Problems —
1. In the article on the history of the riff, how many notes make up the riff on Link Wray's record Rumble?
2. In the rows, copy out word for word the lines that start with the line containing "In this exercise you will locate the beige" and run through the line containing "point(454, 432)", with both of those lines included.

Passage to read —
-- BEGIN --

Charting the history of the riff from Howlin' Wolf to Jack White

Will Simpson, Thu 26 Nov 2009, 5:04 pm UTC

Dave Davies of The Kinks: riff pioneer
© Michael Ochs Archives/Corbis

In the beginning there were the blues and the blues were, well – in their purest form – little more than guitar riffs: simple licks repeated over and over. But it was upon these solid foundation stones that rock 'n' roll's glittering palace would be built.

In terms of evolution, '50s blues tracks like Muddy Waters' Hoochie Coochie Man and Howlin' Wolf's Smokestack Lightning represent rock's pre-Cambrian age. No chord changes – just a simple, direct message to the heart and soul. Some say they've never been bettered.

"Soon enough, rock 'n' roll would add rhythm to the blues and the result was a cultural explosion that changed everything"

Soon enough though, rock 'n' roll would add rhythm to the blues and the result was a cultural explosion that changed everything. Tempos increased; song construction grew more complex. Among the pioneers who mapped out this new frontier was Chuck Berry, who transferred what were effectively boogie woogie piano lines to his Gibson guitar. His use of double-string licks added a sophistication that would be a huge influence on successive generations of guitarists.

But even at this early stage there was a reaction, a yearning to return rock to its simplest state. Take Link Wray, whose 1958 record Rumble was based around a riff containing a mere three notes. Darker and more menacing than anything else around at the time, Rumble remains the only instrumental record to be slapped a broadcasting ban, its riff so dangerous the radio listeners of the late '50s had to be shielded from its bad-assed scowl.

Bad-assed scowling, however, was largely off the agenda in the early '60s. Whilst the Beatles tended not to write songs around riffs (at least not until Day Tripper), their long-haired rivals, The Rolling Stones, based most of their initial songwriting efforts around sped-up blues licks. Their first UK number one, The Last Time, is almost entirely a curling Chuck Berry riff.

But it is Satisfaction that remains their first claim to riff immortality. The story goes that Keith originally envisaged it on a horn section and only played it through his Gibson fuzzbox for guide purposes. Jaws consequently dropped and the rest of the band proclaimed the song as good as complete.

Even before that, another British band had laid down a marker in the development of the riff. You Really Got Me is nothing more than a two-chord phrase repeated with rough distortion, provided when Dave Davies reputedly sliced the speaker cone of his amp. It would be a trick Davies would repeat on All Day And All Of The Night before he and his brother Ray set sail for more refined musical waters.

Complicating matters

Ground-breaking riff-writers they certainly were, but this British crop of mid '60s guitarists – Davies, Richards, Townsend, Clapton – would eventually find themselves put in the shade by the arrival of American Jimi Hendrix. As well as bringing an unheard of showmanship, Hendrix broadened the potential of the instrument like nobody before or since.

-- END --

Records from a point annotation dataset
-- BEGIN --

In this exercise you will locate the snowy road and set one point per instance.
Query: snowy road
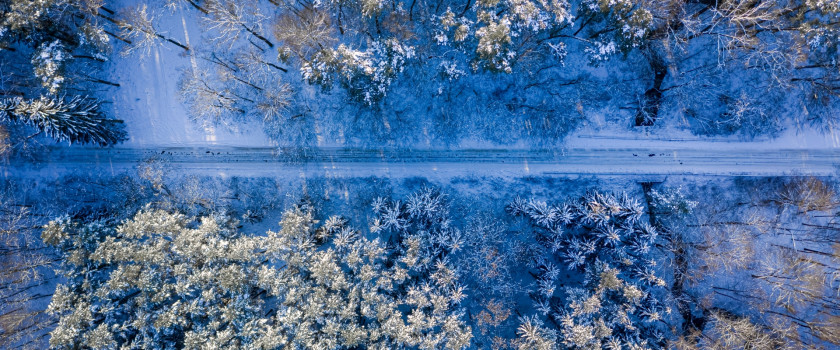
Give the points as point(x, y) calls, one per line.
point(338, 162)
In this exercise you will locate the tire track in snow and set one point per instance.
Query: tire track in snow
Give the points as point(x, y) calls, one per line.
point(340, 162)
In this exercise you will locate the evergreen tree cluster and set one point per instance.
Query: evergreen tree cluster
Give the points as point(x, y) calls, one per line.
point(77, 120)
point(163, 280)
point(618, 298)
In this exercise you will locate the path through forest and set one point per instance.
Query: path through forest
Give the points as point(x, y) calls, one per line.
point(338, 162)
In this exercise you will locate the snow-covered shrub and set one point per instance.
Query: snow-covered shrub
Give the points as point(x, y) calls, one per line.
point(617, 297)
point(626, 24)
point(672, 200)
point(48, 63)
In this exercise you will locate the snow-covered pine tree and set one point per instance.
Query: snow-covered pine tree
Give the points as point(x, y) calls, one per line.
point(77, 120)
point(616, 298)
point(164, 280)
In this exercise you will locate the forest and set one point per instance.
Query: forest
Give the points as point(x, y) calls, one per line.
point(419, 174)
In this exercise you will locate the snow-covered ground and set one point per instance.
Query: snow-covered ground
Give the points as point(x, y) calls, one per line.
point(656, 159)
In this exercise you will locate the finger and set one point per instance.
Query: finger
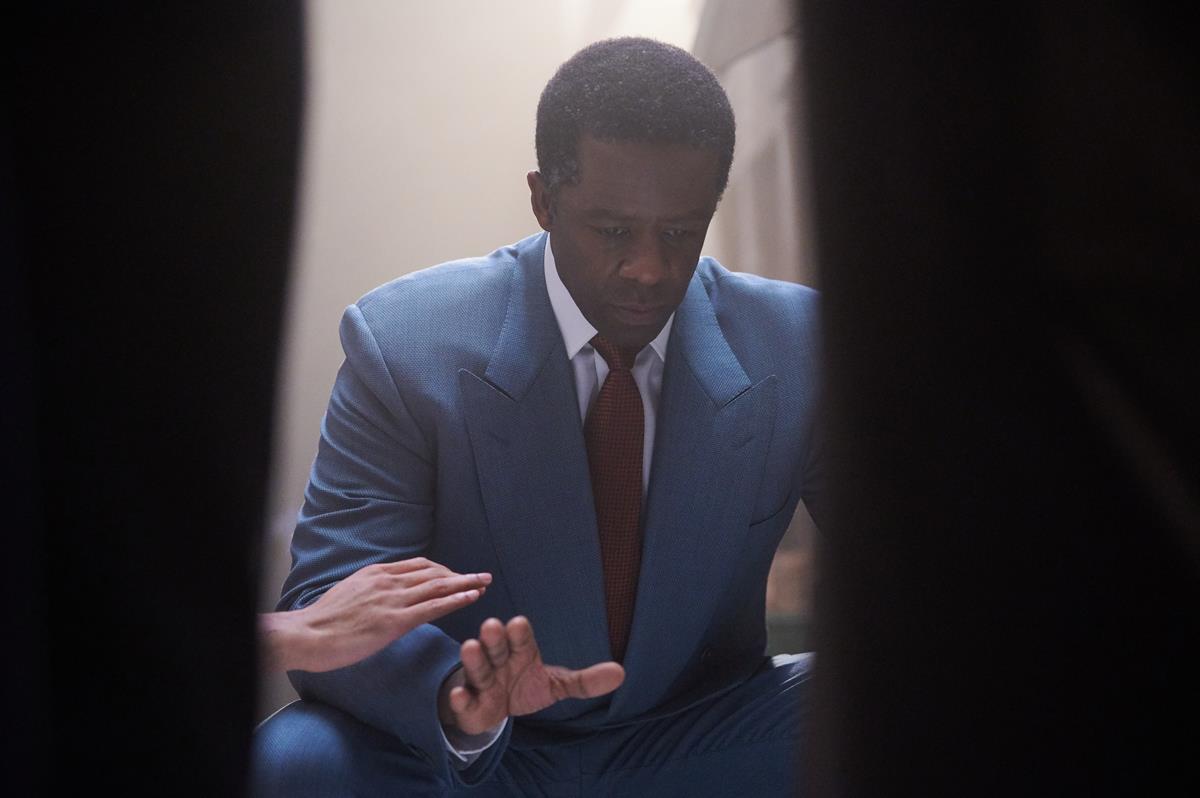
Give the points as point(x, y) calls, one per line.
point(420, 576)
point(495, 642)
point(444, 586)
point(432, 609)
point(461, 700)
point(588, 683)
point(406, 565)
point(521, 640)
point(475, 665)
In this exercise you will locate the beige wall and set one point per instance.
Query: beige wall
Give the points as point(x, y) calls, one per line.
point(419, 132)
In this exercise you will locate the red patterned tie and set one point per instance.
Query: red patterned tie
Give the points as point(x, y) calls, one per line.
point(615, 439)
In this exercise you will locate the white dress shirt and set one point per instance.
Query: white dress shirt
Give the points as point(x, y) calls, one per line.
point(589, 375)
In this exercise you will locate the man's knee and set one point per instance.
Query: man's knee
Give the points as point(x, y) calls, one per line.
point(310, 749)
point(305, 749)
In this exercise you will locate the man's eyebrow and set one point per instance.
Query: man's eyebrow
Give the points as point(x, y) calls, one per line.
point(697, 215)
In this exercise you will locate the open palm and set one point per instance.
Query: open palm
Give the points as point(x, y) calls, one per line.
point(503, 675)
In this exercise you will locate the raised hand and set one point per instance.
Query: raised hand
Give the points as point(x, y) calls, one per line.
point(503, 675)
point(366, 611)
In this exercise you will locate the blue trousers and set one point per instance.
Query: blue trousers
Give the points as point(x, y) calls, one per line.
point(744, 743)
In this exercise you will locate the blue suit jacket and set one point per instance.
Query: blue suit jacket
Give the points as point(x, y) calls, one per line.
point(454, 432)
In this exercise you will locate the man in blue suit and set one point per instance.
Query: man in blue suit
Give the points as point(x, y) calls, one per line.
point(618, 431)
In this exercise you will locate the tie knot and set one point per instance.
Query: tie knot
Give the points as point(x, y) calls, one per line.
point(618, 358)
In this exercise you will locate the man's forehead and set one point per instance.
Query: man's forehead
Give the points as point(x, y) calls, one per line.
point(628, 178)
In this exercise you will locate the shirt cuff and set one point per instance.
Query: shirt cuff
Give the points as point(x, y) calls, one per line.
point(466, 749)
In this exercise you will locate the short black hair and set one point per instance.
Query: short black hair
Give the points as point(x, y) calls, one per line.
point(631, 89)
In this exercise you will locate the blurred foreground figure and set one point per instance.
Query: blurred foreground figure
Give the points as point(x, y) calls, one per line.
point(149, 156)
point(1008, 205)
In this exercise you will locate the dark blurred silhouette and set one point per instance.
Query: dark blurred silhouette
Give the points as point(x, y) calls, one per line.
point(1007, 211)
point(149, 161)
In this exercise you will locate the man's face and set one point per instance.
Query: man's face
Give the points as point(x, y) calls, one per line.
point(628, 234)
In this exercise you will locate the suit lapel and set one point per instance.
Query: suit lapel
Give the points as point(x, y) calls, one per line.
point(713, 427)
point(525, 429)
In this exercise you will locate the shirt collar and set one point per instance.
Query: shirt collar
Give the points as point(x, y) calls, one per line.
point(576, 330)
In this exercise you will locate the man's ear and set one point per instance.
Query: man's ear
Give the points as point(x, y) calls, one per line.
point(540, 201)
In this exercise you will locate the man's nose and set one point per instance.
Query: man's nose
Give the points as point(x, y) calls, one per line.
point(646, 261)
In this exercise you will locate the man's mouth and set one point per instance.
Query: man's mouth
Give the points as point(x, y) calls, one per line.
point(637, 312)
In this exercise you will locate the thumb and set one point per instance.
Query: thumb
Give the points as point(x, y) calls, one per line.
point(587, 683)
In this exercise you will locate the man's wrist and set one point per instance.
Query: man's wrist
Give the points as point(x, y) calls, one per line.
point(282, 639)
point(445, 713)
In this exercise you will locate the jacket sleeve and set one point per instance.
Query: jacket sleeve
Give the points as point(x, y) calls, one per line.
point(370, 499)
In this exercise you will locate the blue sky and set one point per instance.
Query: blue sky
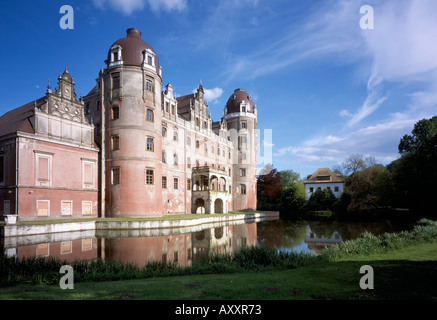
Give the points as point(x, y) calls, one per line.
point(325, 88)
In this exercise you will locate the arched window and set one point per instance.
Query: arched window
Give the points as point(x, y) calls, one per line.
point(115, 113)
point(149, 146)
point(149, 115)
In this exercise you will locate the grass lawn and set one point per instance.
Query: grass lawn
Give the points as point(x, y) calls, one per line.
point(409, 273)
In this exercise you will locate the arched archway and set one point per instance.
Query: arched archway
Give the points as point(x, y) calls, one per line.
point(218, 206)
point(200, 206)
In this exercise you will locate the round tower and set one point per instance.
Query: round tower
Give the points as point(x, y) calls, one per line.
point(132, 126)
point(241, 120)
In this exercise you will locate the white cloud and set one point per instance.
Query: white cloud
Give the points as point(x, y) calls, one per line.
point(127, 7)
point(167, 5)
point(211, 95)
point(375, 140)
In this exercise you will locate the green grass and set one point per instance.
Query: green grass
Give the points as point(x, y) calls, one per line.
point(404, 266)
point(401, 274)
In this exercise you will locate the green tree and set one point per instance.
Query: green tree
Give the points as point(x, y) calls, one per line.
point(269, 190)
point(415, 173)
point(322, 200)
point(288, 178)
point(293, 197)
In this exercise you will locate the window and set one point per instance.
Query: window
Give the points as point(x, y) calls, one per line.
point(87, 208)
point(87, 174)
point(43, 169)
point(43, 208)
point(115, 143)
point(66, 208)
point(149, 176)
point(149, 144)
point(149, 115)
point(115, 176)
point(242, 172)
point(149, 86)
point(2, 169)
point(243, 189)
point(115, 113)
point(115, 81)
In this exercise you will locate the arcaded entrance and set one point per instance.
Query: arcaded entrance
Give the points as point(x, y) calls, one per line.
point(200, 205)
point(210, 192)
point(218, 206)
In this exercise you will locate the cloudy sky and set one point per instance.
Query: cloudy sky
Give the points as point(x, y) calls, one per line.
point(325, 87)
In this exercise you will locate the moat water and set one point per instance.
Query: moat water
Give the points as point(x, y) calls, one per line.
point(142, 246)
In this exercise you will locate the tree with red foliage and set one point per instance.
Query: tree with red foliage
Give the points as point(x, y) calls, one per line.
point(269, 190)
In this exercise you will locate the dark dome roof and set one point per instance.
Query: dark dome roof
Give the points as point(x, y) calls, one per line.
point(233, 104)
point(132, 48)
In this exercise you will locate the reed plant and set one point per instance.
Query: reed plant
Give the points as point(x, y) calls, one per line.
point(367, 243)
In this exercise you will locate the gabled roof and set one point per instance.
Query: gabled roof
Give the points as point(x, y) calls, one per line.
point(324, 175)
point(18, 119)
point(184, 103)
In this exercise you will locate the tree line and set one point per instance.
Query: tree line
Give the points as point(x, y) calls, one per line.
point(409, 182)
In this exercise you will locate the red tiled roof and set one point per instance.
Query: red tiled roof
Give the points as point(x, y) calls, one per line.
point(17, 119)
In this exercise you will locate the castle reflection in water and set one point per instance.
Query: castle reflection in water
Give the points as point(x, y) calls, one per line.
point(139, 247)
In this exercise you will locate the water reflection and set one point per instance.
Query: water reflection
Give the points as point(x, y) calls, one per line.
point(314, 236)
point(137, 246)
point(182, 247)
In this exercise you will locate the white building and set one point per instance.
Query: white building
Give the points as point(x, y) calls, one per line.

-- END --

Final results —
1. Three notes.

2.
In this exercise you will locate the beige wall and set one point per instance.
Query: beige wall
Give the points as point(x, y) calls, one per line.
point(419, 132)
In this exercise you will locate the red patterned tie and set one point per instance.
Query: red patterned tie
Give the points as point(x, y) calls, one per line.
point(615, 439)
In this exercise you will locate the white dress shirt and set one point per instance.
Query: white dress shirt
Give the points as point(x, y) calls, one per line.
point(589, 375)
In this exercise you will locate the man's knee and set one point per instance.
Query: man's knee
Give the points as point(x, y) calls, one per line.
point(310, 749)
point(305, 749)
In this exercise you will locate the man's eyebrow and set one point per instance.
Query: man's eyebrow
Give the points as point(x, y) calls, one per line.
point(697, 215)
In this exercise you will locate the open palm and set one point per instance.
Query: open palm
Give the points as point(x, y) calls, one per line.
point(503, 675)
In this exercise you will locate the raised hand and set one point per instance.
Query: raised hand
Give the points as point(x, y) calls, one per line.
point(503, 675)
point(366, 611)
In this exercise you will locate the blue trousers and set one point per instance.
Query: blue trousers
Give the points as point(x, y) calls, one per line.
point(744, 743)
In this exercise you will locate the blue suit jacket and set one point per instance.
Query: blue suit jacket
Give the points as point(x, y) calls, one per line.
point(454, 432)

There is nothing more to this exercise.